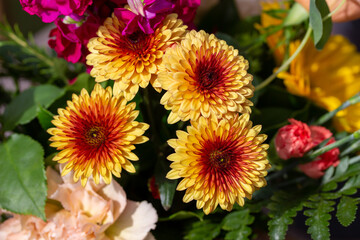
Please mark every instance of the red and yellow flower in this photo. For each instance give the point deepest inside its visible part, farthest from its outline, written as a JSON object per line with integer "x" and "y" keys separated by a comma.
{"x": 131, "y": 60}
{"x": 95, "y": 135}
{"x": 221, "y": 161}
{"x": 204, "y": 76}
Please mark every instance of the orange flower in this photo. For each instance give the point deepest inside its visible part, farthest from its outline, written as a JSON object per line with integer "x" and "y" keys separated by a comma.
{"x": 95, "y": 135}
{"x": 133, "y": 60}
{"x": 221, "y": 162}
{"x": 204, "y": 76}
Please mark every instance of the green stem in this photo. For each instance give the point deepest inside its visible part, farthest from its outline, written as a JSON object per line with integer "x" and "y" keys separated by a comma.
{"x": 354, "y": 99}
{"x": 354, "y": 136}
{"x": 352, "y": 148}
{"x": 153, "y": 125}
{"x": 286, "y": 64}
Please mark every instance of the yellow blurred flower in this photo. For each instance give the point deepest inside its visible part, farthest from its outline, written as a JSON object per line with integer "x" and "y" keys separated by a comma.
{"x": 328, "y": 77}
{"x": 203, "y": 76}
{"x": 131, "y": 61}
{"x": 221, "y": 161}
{"x": 96, "y": 134}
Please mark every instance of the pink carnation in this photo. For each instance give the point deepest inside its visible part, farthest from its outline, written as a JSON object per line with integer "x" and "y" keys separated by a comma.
{"x": 293, "y": 140}
{"x": 316, "y": 168}
{"x": 48, "y": 11}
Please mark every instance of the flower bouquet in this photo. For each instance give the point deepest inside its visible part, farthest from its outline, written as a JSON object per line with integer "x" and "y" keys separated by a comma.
{"x": 158, "y": 119}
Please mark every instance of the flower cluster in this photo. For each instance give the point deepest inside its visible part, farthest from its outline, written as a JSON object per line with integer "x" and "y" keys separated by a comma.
{"x": 297, "y": 138}
{"x": 206, "y": 82}
{"x": 77, "y": 21}
{"x": 73, "y": 212}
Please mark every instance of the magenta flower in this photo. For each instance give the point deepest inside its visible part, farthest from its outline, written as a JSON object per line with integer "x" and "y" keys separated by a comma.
{"x": 186, "y": 10}
{"x": 70, "y": 40}
{"x": 48, "y": 11}
{"x": 143, "y": 16}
···
**WHAT IS EXPECTED:**
Every line between the one holding "Please mark every instance of the flower cluster" and the end of the listing above, inclusive, must be transcribed exactly; omit all others.

**WRITTEN SOLUTION:**
Please mark every instance of the flower cluster in this photo. For each instance give the point deepest inside its visible part, farthest from its outline, written as a JSON object per line with integer "x" and "y" keys separated by a comma.
{"x": 297, "y": 138}
{"x": 206, "y": 82}
{"x": 77, "y": 21}
{"x": 73, "y": 212}
Please mark every instance of the magenta flower in this photo. For each instance give the point deepest inside its visible part, farthest from its outline, written as a JSON object per line with integer "x" and "y" keys separated by a comma.
{"x": 186, "y": 10}
{"x": 70, "y": 40}
{"x": 48, "y": 11}
{"x": 143, "y": 16}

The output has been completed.